#### [Written request]
Rewrite the entries below as a JSON list of strings, one string per line, leaving out any blank lines.

#### [Extracted information]
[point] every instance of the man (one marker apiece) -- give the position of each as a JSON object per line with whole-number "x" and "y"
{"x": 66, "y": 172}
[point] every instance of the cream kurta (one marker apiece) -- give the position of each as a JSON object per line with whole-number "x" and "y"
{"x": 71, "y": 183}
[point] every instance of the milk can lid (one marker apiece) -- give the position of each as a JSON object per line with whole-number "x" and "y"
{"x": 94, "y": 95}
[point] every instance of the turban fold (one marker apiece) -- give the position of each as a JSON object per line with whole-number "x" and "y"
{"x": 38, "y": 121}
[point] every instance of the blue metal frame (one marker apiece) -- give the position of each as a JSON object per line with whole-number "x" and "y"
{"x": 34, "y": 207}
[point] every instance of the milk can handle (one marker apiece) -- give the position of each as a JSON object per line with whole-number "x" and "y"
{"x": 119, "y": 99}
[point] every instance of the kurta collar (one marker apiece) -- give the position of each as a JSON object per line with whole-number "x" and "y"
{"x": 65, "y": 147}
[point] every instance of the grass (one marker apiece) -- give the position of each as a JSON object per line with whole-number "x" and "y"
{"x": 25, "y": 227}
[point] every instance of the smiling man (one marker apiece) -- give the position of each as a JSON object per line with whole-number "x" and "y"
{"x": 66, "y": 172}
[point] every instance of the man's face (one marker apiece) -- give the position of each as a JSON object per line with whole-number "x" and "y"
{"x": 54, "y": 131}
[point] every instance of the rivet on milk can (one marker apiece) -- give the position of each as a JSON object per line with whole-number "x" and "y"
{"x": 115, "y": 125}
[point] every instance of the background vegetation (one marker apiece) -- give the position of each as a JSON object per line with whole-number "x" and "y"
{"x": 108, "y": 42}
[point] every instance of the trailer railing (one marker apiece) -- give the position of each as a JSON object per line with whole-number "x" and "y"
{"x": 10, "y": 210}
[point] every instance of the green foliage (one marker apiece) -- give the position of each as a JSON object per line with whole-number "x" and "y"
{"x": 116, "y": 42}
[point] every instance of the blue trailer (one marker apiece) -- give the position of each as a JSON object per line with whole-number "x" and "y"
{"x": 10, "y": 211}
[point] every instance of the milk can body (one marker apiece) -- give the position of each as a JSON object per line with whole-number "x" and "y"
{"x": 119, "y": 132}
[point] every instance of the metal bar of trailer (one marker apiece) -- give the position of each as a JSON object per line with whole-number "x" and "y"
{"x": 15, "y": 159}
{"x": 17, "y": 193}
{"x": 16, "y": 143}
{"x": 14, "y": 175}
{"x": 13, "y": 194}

#### [Full response]
[
  "[point] every instance of the man (one marker apiece) -- give the position of each as a JSON object per line with whole-number \"x\" and \"y\"",
  "{\"x\": 66, \"y\": 172}",
  "[point] every instance of the cream kurta (one marker apiece) -- give the position of each as a JSON object per line with whole-number \"x\" and \"y\"",
  "{\"x\": 71, \"y\": 183}",
  "[point] every instance of the milk can lid (one marker apiece) -- give the position of each as a JSON object per line with whole-number \"x\" and \"y\"",
  "{\"x\": 94, \"y\": 95}",
  "[point] every instance of the turban fold (one marker apiece) -- give the position of each as a JSON object per line with whole-number \"x\" and \"y\"",
  "{\"x\": 38, \"y\": 121}",
  "[point] every instance of the blue metal frame (one marker apiece) -- give the position of each as a JSON object per line with whole-number \"x\" and \"y\"",
  "{\"x\": 34, \"y\": 207}",
  "[point] every instance of the milk can handle (one marker apiece) -- give the position of each as a JSON object per line with whole-number \"x\" and \"y\"",
  "{\"x\": 119, \"y\": 99}",
  "[point] every instance of the kurta collar (one marker apiece) -- give the position of each as a JSON object per line with whole-number \"x\" and \"y\"",
  "{\"x\": 65, \"y\": 147}",
  "[point] every instance of the grass (one marker apiece) -- give the position of each as a JSON object per line with whole-number \"x\" and \"y\"",
  "{\"x\": 25, \"y\": 227}",
  "[point] every instance of the smiling man (one marker apiece) -- give the position of each as a JSON object per line with whole-number \"x\" and \"y\"",
  "{\"x\": 66, \"y\": 172}",
  "[point] every instance of the man's face (one marker apiece) -- give the position of each as a JSON object per line with whole-number \"x\" and \"y\"",
  "{\"x\": 54, \"y\": 131}",
  "[point] every instance of the rivet on milk can (one marker apiece) -- give the position of each as a JSON object per line with whole-number \"x\" and \"y\"",
  "{\"x\": 115, \"y\": 125}",
  "[point] every instance of the background vegetation (one marker apiece) -- give the position of each as a JSON object per line with whole-number \"x\" and \"y\"",
  "{\"x\": 108, \"y\": 42}",
  "[point] every instance of the trailer railing (one marker apiece) -- give the position of each as a JSON object per line with whole-number \"x\" and \"y\"",
  "{\"x\": 10, \"y\": 210}",
  "[point] every instance of the green foliage (one marker apiece) -- give the position of each as a JSON object per line with whole-number \"x\" and \"y\"",
  "{\"x\": 116, \"y\": 42}",
  "[point] every instance of the blue trailer (one marker apiece) -- give the position of each as a JSON object per line with whole-number \"x\" and \"y\"",
  "{\"x\": 10, \"y\": 211}",
  "[point] every instance of the milk can body (one marker apiece) -- give the position of each as a JSON object per line with whole-number \"x\" and \"y\"",
  "{\"x\": 119, \"y\": 132}",
  "[point] every instance of the metal bar of trailer (one marker apiece) -- give the position of each as a JSON object per line with whole-number \"x\" and \"y\"",
  "{\"x\": 15, \"y\": 159}",
  "{\"x\": 17, \"y\": 193}",
  "{\"x\": 16, \"y\": 143}",
  "{\"x\": 14, \"y\": 175}",
  "{\"x\": 13, \"y\": 194}"
]